**EXERCISE DESCRIPTION**. Show each line below that has the word "window" in it, copied in full.

(Extracted records)

---+---

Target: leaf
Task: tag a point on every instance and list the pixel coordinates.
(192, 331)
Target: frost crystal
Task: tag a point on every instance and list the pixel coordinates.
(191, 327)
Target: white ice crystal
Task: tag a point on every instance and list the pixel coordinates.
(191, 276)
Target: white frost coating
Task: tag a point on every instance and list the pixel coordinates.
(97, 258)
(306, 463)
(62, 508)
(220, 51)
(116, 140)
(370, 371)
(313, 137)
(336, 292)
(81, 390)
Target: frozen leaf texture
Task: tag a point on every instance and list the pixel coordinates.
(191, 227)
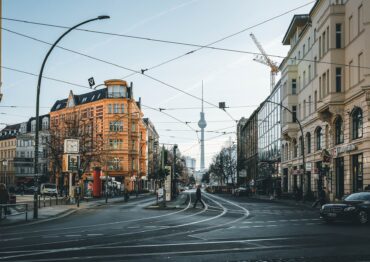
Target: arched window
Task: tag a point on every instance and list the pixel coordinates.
(339, 133)
(308, 142)
(301, 145)
(357, 123)
(318, 135)
(295, 148)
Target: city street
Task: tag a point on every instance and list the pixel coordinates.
(227, 229)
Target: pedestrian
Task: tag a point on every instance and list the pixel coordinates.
(4, 198)
(321, 198)
(198, 197)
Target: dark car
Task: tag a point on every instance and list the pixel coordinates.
(242, 191)
(355, 207)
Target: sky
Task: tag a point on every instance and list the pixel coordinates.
(230, 77)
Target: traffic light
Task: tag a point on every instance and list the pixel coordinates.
(167, 170)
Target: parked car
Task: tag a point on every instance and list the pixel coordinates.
(355, 207)
(242, 191)
(48, 189)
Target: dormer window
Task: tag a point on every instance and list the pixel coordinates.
(116, 91)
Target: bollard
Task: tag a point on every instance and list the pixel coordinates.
(35, 207)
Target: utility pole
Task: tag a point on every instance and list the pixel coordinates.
(174, 171)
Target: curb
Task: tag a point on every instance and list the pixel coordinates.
(26, 223)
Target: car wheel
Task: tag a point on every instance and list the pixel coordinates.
(362, 217)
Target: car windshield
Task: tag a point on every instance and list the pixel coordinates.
(358, 197)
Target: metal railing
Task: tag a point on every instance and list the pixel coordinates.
(7, 210)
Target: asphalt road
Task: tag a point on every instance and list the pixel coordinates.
(228, 229)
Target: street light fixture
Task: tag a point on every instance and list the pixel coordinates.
(35, 212)
(5, 164)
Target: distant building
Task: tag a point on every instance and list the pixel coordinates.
(190, 164)
(8, 144)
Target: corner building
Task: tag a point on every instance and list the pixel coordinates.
(112, 134)
(326, 84)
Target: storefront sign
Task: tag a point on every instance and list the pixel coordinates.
(343, 149)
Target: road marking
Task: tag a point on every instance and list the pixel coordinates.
(10, 239)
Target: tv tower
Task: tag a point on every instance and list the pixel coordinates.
(202, 124)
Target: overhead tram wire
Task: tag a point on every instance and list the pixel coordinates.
(199, 47)
(166, 41)
(32, 74)
(186, 123)
(119, 66)
(45, 77)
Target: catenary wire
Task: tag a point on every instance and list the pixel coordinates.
(122, 67)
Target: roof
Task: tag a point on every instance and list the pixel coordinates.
(297, 21)
(10, 131)
(81, 99)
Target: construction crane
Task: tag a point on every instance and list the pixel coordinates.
(264, 59)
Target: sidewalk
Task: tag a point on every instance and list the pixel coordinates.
(179, 202)
(53, 212)
(292, 202)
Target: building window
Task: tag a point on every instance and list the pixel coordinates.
(339, 133)
(360, 66)
(294, 86)
(116, 91)
(357, 170)
(294, 114)
(318, 134)
(116, 126)
(350, 28)
(295, 149)
(357, 123)
(338, 35)
(338, 79)
(115, 143)
(308, 143)
(115, 108)
(323, 43)
(301, 145)
(360, 21)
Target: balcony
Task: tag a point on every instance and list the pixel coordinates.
(289, 130)
(133, 152)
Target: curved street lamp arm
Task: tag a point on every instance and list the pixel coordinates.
(40, 78)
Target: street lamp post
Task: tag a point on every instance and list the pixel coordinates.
(302, 145)
(5, 164)
(35, 212)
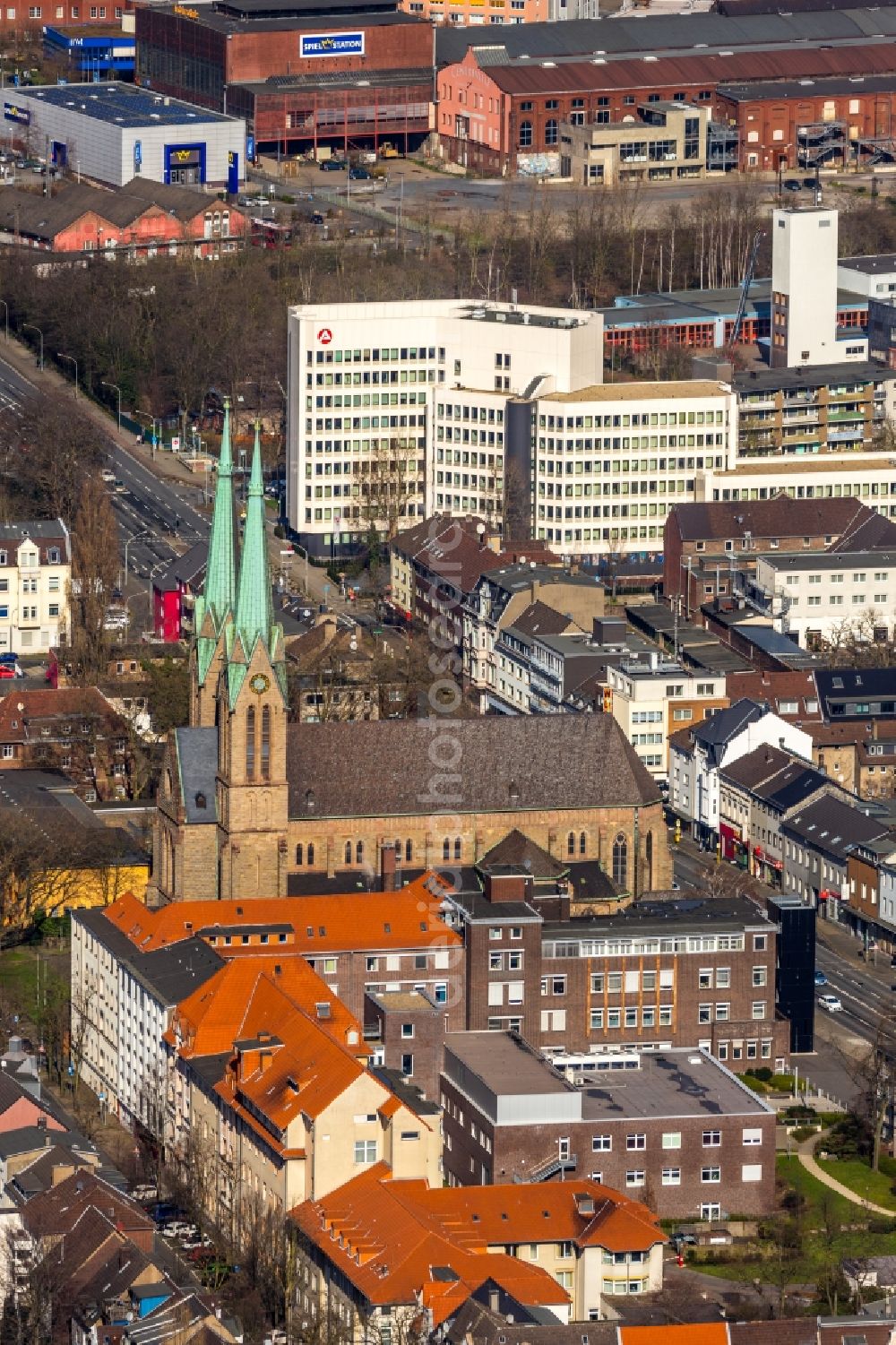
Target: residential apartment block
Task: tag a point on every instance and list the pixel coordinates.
(652, 700)
(35, 574)
(704, 542)
(123, 999)
(675, 1129)
(268, 1086)
(831, 598)
(697, 756)
(380, 1253)
(797, 410)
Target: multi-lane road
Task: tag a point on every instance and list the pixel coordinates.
(156, 520)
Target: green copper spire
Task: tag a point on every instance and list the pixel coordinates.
(220, 590)
(254, 608)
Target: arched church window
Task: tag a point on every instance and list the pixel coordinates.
(265, 743)
(251, 743)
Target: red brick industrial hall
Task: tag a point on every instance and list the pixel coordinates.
(788, 89)
(350, 74)
(302, 74)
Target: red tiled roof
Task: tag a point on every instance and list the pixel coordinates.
(225, 1007)
(386, 1237)
(16, 711)
(404, 918)
(692, 1333)
(389, 1247)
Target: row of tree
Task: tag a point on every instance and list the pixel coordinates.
(175, 328)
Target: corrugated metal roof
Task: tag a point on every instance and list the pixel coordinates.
(696, 70)
(620, 37)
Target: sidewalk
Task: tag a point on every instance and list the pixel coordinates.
(806, 1154)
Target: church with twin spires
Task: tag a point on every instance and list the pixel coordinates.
(249, 799)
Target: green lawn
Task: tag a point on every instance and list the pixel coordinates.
(860, 1178)
(826, 1221)
(19, 974)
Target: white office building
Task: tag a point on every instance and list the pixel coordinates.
(35, 572)
(397, 410)
(612, 461)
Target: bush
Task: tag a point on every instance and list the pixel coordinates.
(849, 1138)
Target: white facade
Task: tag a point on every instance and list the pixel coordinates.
(694, 775)
(612, 461)
(112, 132)
(426, 418)
(35, 572)
(825, 593)
(651, 701)
(118, 1014)
(869, 478)
(804, 287)
(874, 277)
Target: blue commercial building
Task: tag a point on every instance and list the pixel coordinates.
(91, 54)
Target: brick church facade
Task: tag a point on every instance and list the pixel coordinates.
(252, 805)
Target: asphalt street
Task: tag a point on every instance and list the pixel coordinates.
(156, 520)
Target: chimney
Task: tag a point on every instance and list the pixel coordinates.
(388, 865)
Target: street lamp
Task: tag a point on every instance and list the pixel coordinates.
(152, 423)
(134, 537)
(61, 356)
(30, 327)
(115, 389)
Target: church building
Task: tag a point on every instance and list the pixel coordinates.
(252, 805)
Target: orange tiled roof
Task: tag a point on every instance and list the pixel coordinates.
(47, 705)
(692, 1333)
(305, 1073)
(404, 918)
(386, 1237)
(227, 1007)
(391, 1247)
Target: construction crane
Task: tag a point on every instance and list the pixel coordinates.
(745, 289)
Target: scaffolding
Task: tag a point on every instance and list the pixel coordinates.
(820, 142)
(874, 150)
(723, 147)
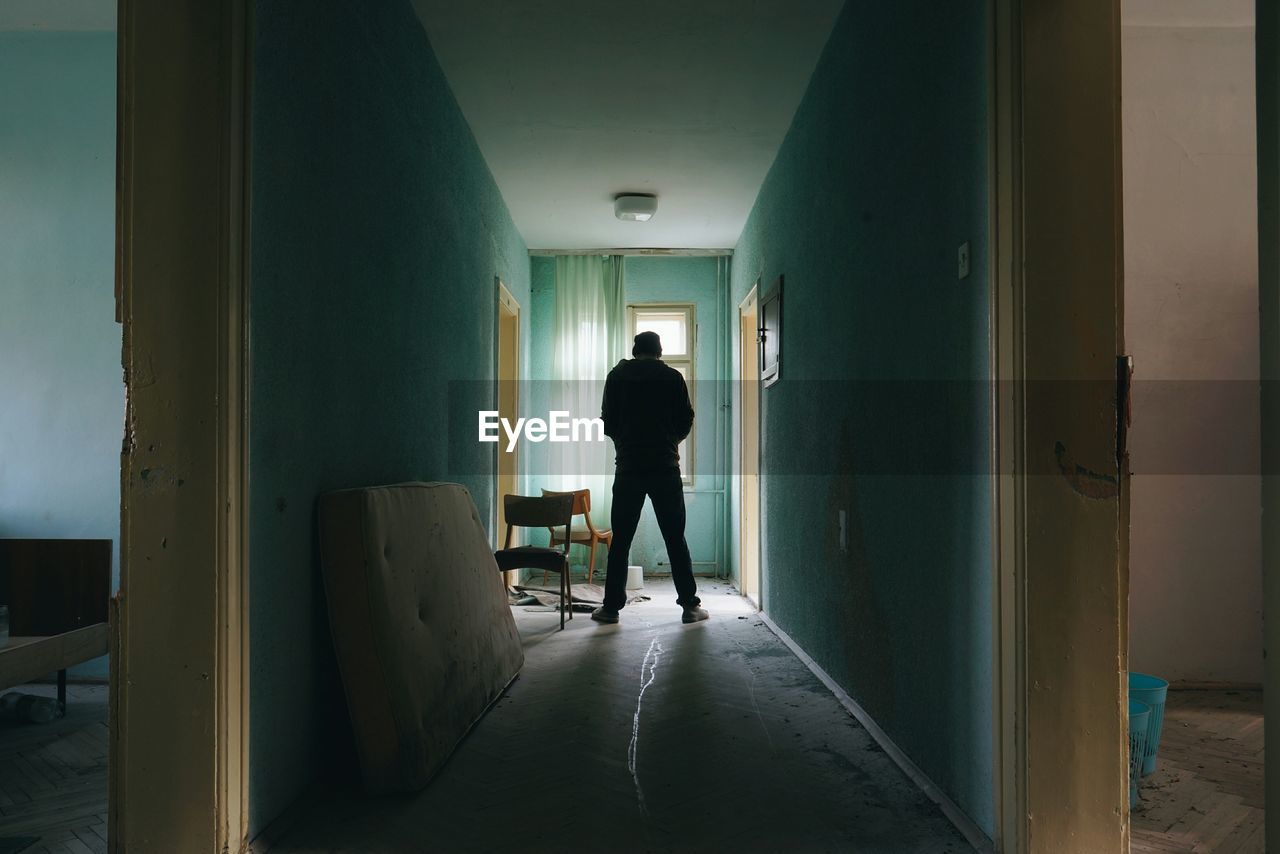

---+---

**RESULT FOR THIS EXERCISE**.
Target: arched window
Target: dormer window
Target: building window
Target: arched church window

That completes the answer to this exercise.